作業の目的 1 | オンラインイベントについての本文を、一字一句変えずに全文書き写せ。

提示する本文 |
-=-=-

コロナ禍によってさまざまな"当たり前"が変化していくなかで、ビジネスにおけるイベントの在り方も大きく変化した。その最たる例が、企業イベントのオンライン化である。入社式や表彰式といった社内イベントから、セミナーや展示会などの社外向けイベントがオンライン化された。それによって、遠隔地からの参加が可能になるなどメリットも多くある一方、双方向のコミュニケーションが希薄になってしまうといった課題も浮き彫りになりつつあり、オンラインイベントにおける顧客との関係構築のあり方をあらためて見直す必要が出てきているともいえる。
日立ソリューションズは、仮想空間上にイベント会場を構築でき、ニューノーマルに対応したイベント開催を実現できるクラウドサービス「6Connex Virtual Event Platform」(以下、6Connex)を2021年7月より提供している。今、ビジネスにおけるイベントやセミナー開催に対し、企業はどのような課題や変化を感じているのか。今後のイベントはどんな形へと変化していくのか。そして6Connexは、どう貢献していくのか。日立ソリューションズ ワークスタイルイノベーション本部 鈴木 麻友氏に話を伺った。
コロナ禍3年目を迎え、オンラインイベントはどう変化したのか?

-=-=-

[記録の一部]
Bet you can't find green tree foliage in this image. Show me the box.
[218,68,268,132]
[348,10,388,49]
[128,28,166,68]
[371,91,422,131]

-=-=-

作業の目的 2 | 上の記録のうち、文字列「foliage」を含む行をすべてそのまま書き出して報告せよ。大文字と小文字は区別する。

解答の全文 1 |
コロナ禍によってさまざまな"当たり前"が変化していくなかで、ビジネスにおけるイベントの在り方も大きく変化した。その最たる例が、企業イベントのオンライン化である。入社式や表彰式といった社内イベントから、セミナーや展示会などの社外向けイベントがオンライン化された。それによって、遠隔地からの参加が可能になるなどメリットも多くある一方、双方向のコミュニケーションが希薄になってしまうといった課題も浮き彫りになりつつあり、オンラインイベントにおける顧客との関係構築のあり方をあらためて見直す必要が出てきているともいえる。
日立ソリューションズは、仮想空間上にイベント会場を構築でき、ニューノーマルに対応したイベント開催を実現できるクラウドサービス「6Connex Virtual Event Platform」(以下、6Connex)を2021年7月より提供している。今、ビジネスにおけるイベントやセミナー開催に対し、企業はどのような課題や変化を感じているのか。今後のイベントはどんな形へと変化していくのか。そして6Connexは、どう貢献していくのか。日立ソリューションズ ワークスタイルイノベーション本部 鈴木 麻友氏に話を伺った。
コロナ禍3年目を迎え、オンラインイベントはどう変化したのか?

解答の全文 2 |
Bet you can't find green tree foliage in this image. Show me the box.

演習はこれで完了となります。